1. Principles/General considerations

Fracture of the ventral arch of the atlas and disruption of the ligaments that secure the dens within the atlas, can lead to the formation of a bony callus that impinges on the vertebral canal and may eventually lead to ataxia.

cervical c1 atlas

2. Preparation and approach

This procedure is performed with the patient positioned in sternal recumbency through the dorsal midline approach to the cervical spine.

dorsal midline approach to the cervical spine

3. Laminectomy

After exposing the dorsal surfaces of the atlas, the unstable fragment or bony callus that impinges on the vertebral canal is carefully removed. The dorsal laminectomy can relieve spinal cord compression created by the fragment or fracture callus and may result in a long-term improvement in the neurologic status of the horse.

This procedure is performed very rarely; therefore it will not be covered in this reference.

4. Closure

One deep layer under the nuchal ligament, the nuchal ligament, and the subcutaneous tissue are closed in layers with simple continuous patterns. The skin is closed with staples. A stent bandage is applied and covered with an adhesive barrier drape to keep the incision clean and dry during recovery.

5. Aftercare

Following surgery, antibiotics and NSAIDs are routinely administered for 3 days. If indicated, they need to be continued.

Routinely follow up radiographs are taken immediately after surgery and after 2 and 4 months.

The rehabilitation protocol includes 2 months of stall confinement, followed by 1 month of hand-walking, and 2 months of progressive exercise.

Only when the ataxia has completely disappeared, the horse can return to training or other activities.

» Entries supplied
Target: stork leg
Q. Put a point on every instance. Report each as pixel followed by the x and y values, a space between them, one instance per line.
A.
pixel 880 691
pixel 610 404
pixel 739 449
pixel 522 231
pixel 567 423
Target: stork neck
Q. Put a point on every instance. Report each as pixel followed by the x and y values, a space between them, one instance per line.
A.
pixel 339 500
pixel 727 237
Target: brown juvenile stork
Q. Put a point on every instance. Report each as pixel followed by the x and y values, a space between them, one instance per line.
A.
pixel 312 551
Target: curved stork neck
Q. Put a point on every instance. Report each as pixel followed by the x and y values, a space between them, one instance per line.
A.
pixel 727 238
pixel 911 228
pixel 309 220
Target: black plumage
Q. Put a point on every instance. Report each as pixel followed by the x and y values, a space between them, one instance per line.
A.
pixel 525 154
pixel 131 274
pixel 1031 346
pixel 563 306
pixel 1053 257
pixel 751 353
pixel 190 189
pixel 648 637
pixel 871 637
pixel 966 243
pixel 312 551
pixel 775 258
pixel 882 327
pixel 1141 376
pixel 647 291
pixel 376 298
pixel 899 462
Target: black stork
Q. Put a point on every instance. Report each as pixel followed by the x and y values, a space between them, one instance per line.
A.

» Things to do
**1.** What stages make up the rehabilitation protocol in the atlas fracture text?
**2.** How is the skin closed according to the atlas fracture text?
Draw only on the atlas fracture text.

» Task responses
**1.**
- 2 months of stall confinement
- 1 month of hand-walking
- 2 months of progressive exercise

**2.** With staples.